Decide whether each statement agrees with the blog post on pastors below. Answer yes or no for each, and quote the words of the post that decide it. (a) Kenneth Korby addressed the call "God ordains men; be one" to pastors. (b) The post says pastors lost their backbone because they themselves asked for it. (c) The post says statistics measured a pastor's success only by attendance and money.

▸ TEXT EXCERPT:
Segment Open

Friday, November 20, 2020

God ordains men; be one. . .

I have seen it around the blogosphere and I am sure you have as well.  “God ordains men; be one,” urged the sainted Rev. Dr. Kenneth Korby to us pastors.  It is interesting that some of the folks who have quoted Korby did not know the man.  More importantly, they did not know the opposition faced by this man and the times in which he issued that famous call.  The problem is not simply that pastors have no backbones and they constantly check the pulse of their popularity or the will and desire of the people they serve.  Yes, this is a problem.  But even more so is the problem in the pews.  Pastors were not castrated at their behest.  They were forced to it.  They were pressured by congregations who wanted a pastor who would do what the people wanted, by district presidents who wanted pastors to do what people wanted (and what would make the congregation happy), by statistics which constantly measured the success of a pastor and the parish solely in terms of attendance and money, and by a world which believed and still believes that the best religions are those that are flexible and the best religious people are those who don't pay all that much attention to the orthodoxy of doctrine and practice.

Segment Closed

▸ INFORMATION GIVEN:
Segment Open

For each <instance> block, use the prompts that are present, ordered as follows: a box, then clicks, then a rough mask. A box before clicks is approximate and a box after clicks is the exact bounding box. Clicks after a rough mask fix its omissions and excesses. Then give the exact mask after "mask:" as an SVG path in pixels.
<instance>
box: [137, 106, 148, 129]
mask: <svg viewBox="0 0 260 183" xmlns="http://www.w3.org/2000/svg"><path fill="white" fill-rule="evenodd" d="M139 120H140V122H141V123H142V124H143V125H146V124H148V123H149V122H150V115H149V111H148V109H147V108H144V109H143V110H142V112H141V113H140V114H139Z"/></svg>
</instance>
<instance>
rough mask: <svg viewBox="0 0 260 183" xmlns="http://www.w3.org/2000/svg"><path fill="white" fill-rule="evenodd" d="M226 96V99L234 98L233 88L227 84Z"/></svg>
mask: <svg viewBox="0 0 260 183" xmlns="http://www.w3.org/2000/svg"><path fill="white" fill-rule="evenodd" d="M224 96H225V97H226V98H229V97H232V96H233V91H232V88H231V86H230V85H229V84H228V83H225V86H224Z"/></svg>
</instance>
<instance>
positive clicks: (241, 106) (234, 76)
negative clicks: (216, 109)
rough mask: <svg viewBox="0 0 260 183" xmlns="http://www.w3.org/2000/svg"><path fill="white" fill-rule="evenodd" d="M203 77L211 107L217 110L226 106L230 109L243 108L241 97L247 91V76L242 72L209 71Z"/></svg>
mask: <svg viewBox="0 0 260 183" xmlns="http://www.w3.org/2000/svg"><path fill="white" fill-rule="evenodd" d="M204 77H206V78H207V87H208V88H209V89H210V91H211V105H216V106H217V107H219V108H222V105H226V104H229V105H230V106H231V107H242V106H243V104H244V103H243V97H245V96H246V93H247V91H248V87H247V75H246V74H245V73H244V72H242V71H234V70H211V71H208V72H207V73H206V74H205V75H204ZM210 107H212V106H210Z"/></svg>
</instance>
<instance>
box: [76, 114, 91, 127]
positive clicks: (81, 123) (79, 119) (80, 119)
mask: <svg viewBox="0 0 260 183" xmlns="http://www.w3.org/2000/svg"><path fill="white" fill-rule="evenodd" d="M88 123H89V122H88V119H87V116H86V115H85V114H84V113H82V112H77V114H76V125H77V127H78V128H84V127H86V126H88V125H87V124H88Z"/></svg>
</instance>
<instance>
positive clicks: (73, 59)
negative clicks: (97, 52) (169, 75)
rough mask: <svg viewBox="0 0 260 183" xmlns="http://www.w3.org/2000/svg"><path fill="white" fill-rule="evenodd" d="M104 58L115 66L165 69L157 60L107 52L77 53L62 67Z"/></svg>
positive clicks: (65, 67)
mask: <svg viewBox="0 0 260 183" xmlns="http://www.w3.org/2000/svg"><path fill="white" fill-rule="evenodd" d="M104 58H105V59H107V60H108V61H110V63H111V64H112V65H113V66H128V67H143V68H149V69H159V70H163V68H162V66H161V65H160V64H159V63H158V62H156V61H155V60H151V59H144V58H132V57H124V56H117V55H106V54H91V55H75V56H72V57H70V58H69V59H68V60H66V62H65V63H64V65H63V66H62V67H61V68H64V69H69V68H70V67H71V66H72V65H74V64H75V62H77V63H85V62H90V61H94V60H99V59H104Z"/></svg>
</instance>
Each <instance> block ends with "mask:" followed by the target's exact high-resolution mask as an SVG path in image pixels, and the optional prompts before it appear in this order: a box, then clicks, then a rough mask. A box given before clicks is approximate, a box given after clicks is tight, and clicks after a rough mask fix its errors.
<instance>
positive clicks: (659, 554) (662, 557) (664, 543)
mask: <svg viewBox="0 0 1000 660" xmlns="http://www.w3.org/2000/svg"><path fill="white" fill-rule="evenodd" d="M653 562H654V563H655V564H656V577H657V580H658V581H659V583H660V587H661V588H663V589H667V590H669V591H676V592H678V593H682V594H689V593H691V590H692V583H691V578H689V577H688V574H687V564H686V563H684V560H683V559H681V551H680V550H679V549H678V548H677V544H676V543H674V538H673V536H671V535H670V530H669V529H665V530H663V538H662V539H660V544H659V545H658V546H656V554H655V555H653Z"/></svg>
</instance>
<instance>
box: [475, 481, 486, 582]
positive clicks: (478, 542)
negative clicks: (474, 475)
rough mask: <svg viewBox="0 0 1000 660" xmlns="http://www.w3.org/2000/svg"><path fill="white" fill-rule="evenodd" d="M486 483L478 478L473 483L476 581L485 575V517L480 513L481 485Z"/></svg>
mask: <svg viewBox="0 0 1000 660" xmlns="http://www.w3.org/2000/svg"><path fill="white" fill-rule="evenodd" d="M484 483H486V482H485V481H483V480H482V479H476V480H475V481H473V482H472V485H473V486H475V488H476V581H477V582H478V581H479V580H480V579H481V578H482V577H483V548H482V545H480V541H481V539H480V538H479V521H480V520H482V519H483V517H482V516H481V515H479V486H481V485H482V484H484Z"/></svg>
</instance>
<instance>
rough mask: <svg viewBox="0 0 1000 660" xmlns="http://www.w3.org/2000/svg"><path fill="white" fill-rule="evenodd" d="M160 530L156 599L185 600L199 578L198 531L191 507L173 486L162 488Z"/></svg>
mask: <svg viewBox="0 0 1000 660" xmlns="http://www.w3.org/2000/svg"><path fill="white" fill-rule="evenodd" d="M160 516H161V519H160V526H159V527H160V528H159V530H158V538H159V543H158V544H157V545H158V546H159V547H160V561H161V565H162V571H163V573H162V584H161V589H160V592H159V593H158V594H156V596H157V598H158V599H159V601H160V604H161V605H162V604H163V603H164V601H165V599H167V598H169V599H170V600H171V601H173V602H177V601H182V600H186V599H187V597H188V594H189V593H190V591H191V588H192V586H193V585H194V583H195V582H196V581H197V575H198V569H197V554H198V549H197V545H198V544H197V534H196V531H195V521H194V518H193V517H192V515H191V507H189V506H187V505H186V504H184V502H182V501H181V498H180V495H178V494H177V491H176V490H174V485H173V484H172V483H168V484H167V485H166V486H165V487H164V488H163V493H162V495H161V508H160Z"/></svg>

Segment Closed

▸ WRITTEN RESPONSE:
(a) Yes: "“God ordains men; be one,” urged the sainted Rev. Dr. Kenneth Korby to us pastors."
(b) No: "Pastors were not castrated at their behest. They were forced to it."
(c) Yes: "by statistics which constantly measured the success of a pastor and the parish solely in terms of attendance and money"